> **Provided records**:
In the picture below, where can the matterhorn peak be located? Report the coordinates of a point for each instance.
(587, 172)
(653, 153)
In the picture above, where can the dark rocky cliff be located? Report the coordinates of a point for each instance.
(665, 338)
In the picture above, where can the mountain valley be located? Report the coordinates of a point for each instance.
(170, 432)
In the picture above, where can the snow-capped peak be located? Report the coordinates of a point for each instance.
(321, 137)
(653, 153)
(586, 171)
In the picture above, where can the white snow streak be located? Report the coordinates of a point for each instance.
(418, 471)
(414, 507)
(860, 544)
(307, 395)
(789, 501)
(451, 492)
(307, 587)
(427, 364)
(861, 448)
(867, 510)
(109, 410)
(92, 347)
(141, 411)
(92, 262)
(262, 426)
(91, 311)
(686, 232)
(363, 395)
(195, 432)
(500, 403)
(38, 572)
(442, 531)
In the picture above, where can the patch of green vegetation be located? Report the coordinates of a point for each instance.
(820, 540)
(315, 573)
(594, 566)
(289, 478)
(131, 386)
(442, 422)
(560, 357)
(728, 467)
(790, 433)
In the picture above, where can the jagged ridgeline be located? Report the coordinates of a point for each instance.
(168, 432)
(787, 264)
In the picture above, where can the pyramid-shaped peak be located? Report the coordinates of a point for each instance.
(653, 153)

> **Task description**: Reproduce the data shown above exactly.

> **Task output**:
In the picture below, where can the matterhorn peak be located? Report the coordinates of a point for each instance.
(587, 172)
(653, 153)
In the picture above, where can the dark rocky cliff be located? Report the coordinates of a point for each instance.
(665, 338)
In the picture above, where can the mountain valley be located? Report the coordinates of a point for each instance.
(170, 432)
In the picture above, where can the snow-capped peak be located? Report the coordinates of a point for each instance.
(321, 137)
(653, 153)
(586, 171)
In the picture above, where can the white snow streak be located? Report the coordinates of a point for each instance.
(418, 471)
(414, 507)
(860, 544)
(307, 395)
(789, 501)
(451, 492)
(307, 587)
(427, 364)
(861, 448)
(867, 510)
(109, 410)
(92, 347)
(141, 411)
(92, 262)
(262, 426)
(91, 311)
(686, 232)
(363, 395)
(195, 432)
(500, 403)
(38, 572)
(442, 531)
In the picture above, where can the patch of green vegetation be located? Report the coordinates of a point for each instance.
(820, 540)
(315, 573)
(594, 566)
(289, 478)
(131, 386)
(442, 422)
(560, 357)
(728, 467)
(790, 433)
In the picture above, where can the jagged ridgeline be located? Report the coordinates of a point for each instance.
(168, 432)
(787, 264)
In the picture above, where can the pyramid-shaped peak be located? Report the coordinates of a point for each instance.
(653, 153)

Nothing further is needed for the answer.